• Yazılı görevler:
1 – Koltuk örneğiyle yaratılışı tartışan metne göre aşağıdaki soruları yanıtlayın.
(a) Metne göre koltuğun var olabilmesi aklen kaç yoldan biriyle mümkündür?
(b) Metinde, ustada bulunması gerektiği hâlde doğada bulunmadığı söylenen özellikler hangileridir?
(c) Metin insanı kâinat ağacının nesi hükmünde sayar?
2 – Koltuk örneğiyle yaratılışı tartışan metni kaldığı yerden sürdürün.

• Çıkarılan metin:
####

Zaten o koltuğun olabilmesi aklen bu dört yoldan birisiyle mümkündür. Baştaki üç yolun yanlış ve muhal oldukları isbat edilince dördüncü yol olan, bir mobilya ustasının onu yaptığı tahakkuk eder. Hem o mobilya ustasına baktığımızda görüyoruz ki koltukta kullanılan malzemeler ve ustada bulunması lazım gelen sıfatların hepsi vardır. Demek o koltuğu yapan şüphesiz o ustadır.” Dediğimde, o: “Bu örnekle neyi anlatmak istiyorsun” dedi.
“Aynı bu misal gibi her bir varlık da birer koltuk gibidir. Biz dünya denilen salona girince bunları kurulmuş hizmetimize hazır bir halde buluyoruz. Bu varlıkların içinde bir insanı ele aldığımızda, ya o insan kendi kendiliğinden oluşmuştur. Bu ise çok cihetlerle imkânsız ve muhaldir. Veya kuvvetsiz, şuursuz olan sebebler anlaşıp bir araya gelerek bu şuurlu insanı yapmıştır. Kendin de kabul ettiğin gibi bu şıkkın da çok cihetlerle mümkün olmadığı açıktır. Geriye iki şık kalıyor: Biri, o insanın vücuduna ait proje hükmünde bulunan teşekkül kanunu denilen doğa, yani tabiatın yapmasıdır. Doğanın insanı yaratması ise, insan vücudunda kullanılan unsurlar ve elementler gibi malzemeler hem insanın yapılması için ustasında bulunması gereken ilim, kudret, irade ve şuur gibi sair özellikler ve sıfatlar doğada bulunmadığından onun herhangi bir şey yaratabilmesi mümkün değildir. Hatta diyebiliriz ki, bir merkep dahi bin kat merkepleşse sonra bir insan suretine girse ve biz ona: “Bu insanı yapan camid, kuvvetsiz ve şuursuz doğadır. Yani insanın teşekkül kanunları veya maddi unsurlardır.” desek, elbette “Öyle bir şey olamaz” diyerek bu fikri kabul etmekten kaçacaktır. Demek denilebilir ki, doğayı yaratıcı kabul edenler bu hayvandan daha aşağı bir duruma düşerler. Evet, bu varlık âlemini bütünüyle yaratamayan bir insanı dahi yaratamaz. Çünkü insan kâinat ağacının bir fihristi ve çekirdeği hükmündedir. O çekirdeği kim yarattı ise bütün kâinat denilen ağacı da yaratan odur; başkası olamaz.

####

• Veri kümesi kesiti:

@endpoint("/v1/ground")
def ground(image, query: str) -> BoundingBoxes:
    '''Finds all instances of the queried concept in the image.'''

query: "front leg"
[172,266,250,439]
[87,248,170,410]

####

• Yanıtlar:
1 –
(a) Dört yoldan biriyle.
(b) İlim, kudret, irade ve şuur.
(c) Bir fihristi ve çekirdeği hükmünde sayar.

2 –
İşte gördüğün gibi, bu üçü yol ile bir insanın yaratılması imkânsız olduğundan şeksiz şübhesiz dördüncü yol olan o insanı hatta bütün varlıkları yaratanın ancak Cenabı Hakk olduğu tahakkuk eder. Zira Cenâbı Hakk, o insanda bulunan bütün malzemeler ve o insanı yapmak için de ustasında bulunması lazım gelen ilim, kudret ve şuur gibi sıfatlar ve özelliklere sahiptir.
Evet, maddî ve manevî nur-u Muhammedîden bir ağaç hükmündeki âlemi yaratmak ve bütün o âlemden de onu içinde toplayan bir insanı yaratmak her şeyi yaratana has bir iştir.” Şeklinde açıklamalarda bulundum.
O da dedi ki: “Bu milleti kandırmayalım.” Yani “Açıklamalarınla bu milleti kandırıyorsun!” demek istedi.
Ben de:
“Acaba bu milleti kandıran biz miyiz yoksa siz misiniz? Bunun da araştırmasını yapalım. Şöyle ki, dine itaat etmeyen sizin gibi felsefeciler dünyaya gelir gelmez. İnsanların kulağına fısıldayarak ‘Ey insanlar! Sizler bitkiler gibi oluştunuz belli bir zaman yaşadıktan sonra bir daha dirilmemek üzere ölüp çürüyüp yok olup gideceksiniz. Bütün sevdikleriniz ve dünyanız sizin gibi yok olacaktır. Onlarla sonsuz bir ayrılık husule gelecektir. Ne yaptığınızın karşılığını göreceksiniz ne de size zulüm edenlerden hakkınız alınacaktır. Ölüm sizler için iptali mümkün olmayan bir idam kararıdır. Her an infaz edilmesi mümkündür.’ İşte siz böylece insanların, idamlarını bekleyen mahkûmlar gibi, ‘Her an ölüm gelip bizi idam edecek’ diye idamı bekleme elemi içinde yaşamalarına vesile oluyorsunuz.”
İnananlar olarak biz ise sizin arkanızdan dünyaya girerek diyoruz ki: “Ey insanlar! Şu şaşkın felsefecileri dinlemeyiniz. Ölüm sizin için bir yokluk ve hiçlik değildir. Şüphesiz bu dünyadan daha güzel bir âlemin kapısıdır. Yani o kabir, bir saat hayatı dünyanın bin sene mesudane hayatından daha üstün cennetin ve yine o cennetin bin sene hayatı bir saatine mukabil gelmeyen cemalullahı görmenin kapısı ve vesilesidir. O bizi dinleyen insanlar bu telkinatla her an ölüm denilen idamı beklemek eleminden kurtuldukları gibi yaptıklarının karşılığında mükafat göreceklerini ve kendilerine zulüm edenlerden haklarının alınacağını da anlamakla dünyada ne kadar sıkıntılı bir hayat da yaşamış olsalar bu inançla o sıkıntıların hepsinden kurtuluyorlar. Bu suretle onların mutlu bir hayat yaşamalarına vesile oluyoruz. Buna göre düşünelim. Acaba bu milleti kandıran biz miyiz yoksa siz misiniz? Sizi insafa davet ediyorum.” dedim.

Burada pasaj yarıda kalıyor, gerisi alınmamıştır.